◆ WHAT IS EXPECTED
Put every line of the records below into a JSON list of strings, one string per line, leaving out blank lines.
____________________
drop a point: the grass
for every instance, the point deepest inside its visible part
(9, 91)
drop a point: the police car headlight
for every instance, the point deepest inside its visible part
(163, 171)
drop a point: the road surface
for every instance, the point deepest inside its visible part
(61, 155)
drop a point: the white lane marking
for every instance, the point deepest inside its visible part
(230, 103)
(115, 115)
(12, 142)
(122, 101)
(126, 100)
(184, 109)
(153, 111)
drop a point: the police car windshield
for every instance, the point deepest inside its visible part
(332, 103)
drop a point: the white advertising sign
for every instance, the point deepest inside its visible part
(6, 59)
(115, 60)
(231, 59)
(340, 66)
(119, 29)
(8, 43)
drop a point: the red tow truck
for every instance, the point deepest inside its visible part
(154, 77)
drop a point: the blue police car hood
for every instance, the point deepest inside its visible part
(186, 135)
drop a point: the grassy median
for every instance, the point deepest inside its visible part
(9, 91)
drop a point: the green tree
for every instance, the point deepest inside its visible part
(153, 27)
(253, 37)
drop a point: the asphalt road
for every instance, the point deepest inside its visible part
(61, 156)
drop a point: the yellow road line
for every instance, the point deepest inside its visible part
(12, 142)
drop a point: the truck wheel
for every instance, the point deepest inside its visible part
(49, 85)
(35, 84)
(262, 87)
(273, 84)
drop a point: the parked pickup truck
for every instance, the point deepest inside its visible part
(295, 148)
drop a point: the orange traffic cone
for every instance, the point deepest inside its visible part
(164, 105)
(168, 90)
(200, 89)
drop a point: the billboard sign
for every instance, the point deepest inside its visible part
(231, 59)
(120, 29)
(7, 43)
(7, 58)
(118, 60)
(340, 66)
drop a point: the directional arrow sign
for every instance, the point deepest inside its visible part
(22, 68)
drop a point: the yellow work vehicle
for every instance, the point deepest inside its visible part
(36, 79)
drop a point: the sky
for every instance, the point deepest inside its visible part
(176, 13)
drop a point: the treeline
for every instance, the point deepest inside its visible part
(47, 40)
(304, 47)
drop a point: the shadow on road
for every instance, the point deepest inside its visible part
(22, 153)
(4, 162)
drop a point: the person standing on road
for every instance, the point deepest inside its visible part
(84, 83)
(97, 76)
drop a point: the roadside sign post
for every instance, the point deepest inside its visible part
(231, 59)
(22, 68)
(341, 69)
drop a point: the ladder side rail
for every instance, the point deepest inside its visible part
____________________
◆ EXERCISE RESULT
[
  "drop a point: the grass",
  "for every instance, the point deepest inside its visible part",
  "(9, 91)",
  "drop a point: the police car headlight",
  "for every instance, the point deepest inside its visible part",
  "(163, 171)",
  "drop a point: the road surface",
  "for every instance, the point deepest inside its visible part",
  "(61, 155)",
  "drop a point: the white lane marking",
  "for every instance, the point deepest inside its visible part",
  "(230, 103)",
  "(115, 115)",
  "(12, 142)",
  "(122, 101)",
  "(126, 100)",
  "(184, 109)",
  "(153, 111)",
  "drop a point: the police car windshield",
  "for every instance, the point deepest inside its visible part",
  "(332, 103)",
  "drop a point: the white advertising sign",
  "for every instance, the point deepest inside its visible part",
  "(6, 59)",
  "(115, 60)",
  "(231, 59)",
  "(340, 66)",
  "(119, 29)",
  "(8, 43)",
  "drop a point: the red tow truck",
  "for every instance, the point deepest inside its visible part",
  "(154, 77)",
  "drop a point: the blue police car hood",
  "for every instance, the point deepest inside its visible part",
  "(186, 135)",
  "drop a point: the grassy median",
  "for every instance, the point deepest inside its visible part",
  "(9, 91)",
  "drop a point: the green tree",
  "for every instance, the point deepest inside its visible part",
  "(153, 27)",
  "(253, 37)",
  "drop a point: the asphalt road",
  "for every instance, the point deepest inside its visible part",
  "(61, 156)",
  "drop a point: the yellow road line",
  "for every instance, the point deepest inside its visible part",
  "(12, 142)",
  "drop a point: the truck wheel",
  "for every instance, the point deepest inside its visible part",
  "(49, 85)",
  "(35, 84)",
  "(262, 87)",
  "(273, 84)",
  "drop a point: the parked pickup truck",
  "for every instance, the point deepest inside its visible part",
  "(295, 148)",
  "drop a point: the orange traffic cone",
  "for every instance, the point deepest inside its visible part",
  "(164, 105)",
  "(168, 90)",
  "(200, 89)",
  "drop a point: the billboard sign",
  "for every instance, the point deepest inside its visible part",
  "(231, 59)",
  "(120, 29)",
  "(7, 43)",
  "(7, 58)",
  "(118, 60)",
  "(340, 66)",
  "drop a point: the directional arrow sign",
  "for every instance, the point deepest inside its visible part",
  "(22, 68)",
  "drop a point: the yellow work vehicle",
  "for every instance, the point deepest inside its visible part",
  "(36, 79)",
  "drop a point: the sky",
  "for every instance, the point deepest inside its visible part",
  "(176, 13)",
  "drop a point: the treeline",
  "for every instance, the point deepest inside its visible part",
  "(47, 40)",
  "(304, 47)",
  "drop a point: the shadow on road",
  "for every instance, the point deepest inside its visible part",
  "(22, 153)",
  "(4, 162)",
  "drop a point: the person standing on road",
  "for every instance, the point deepest inside its visible part",
  "(84, 83)",
  "(97, 76)",
  "drop a point: the roadside sign post",
  "for every instance, the point deepest inside its visible part",
  "(231, 59)",
  "(22, 68)",
  "(341, 69)",
  "drop a point: the ladder side rail",
  "for every instance, the point deepest inside its visible part"
]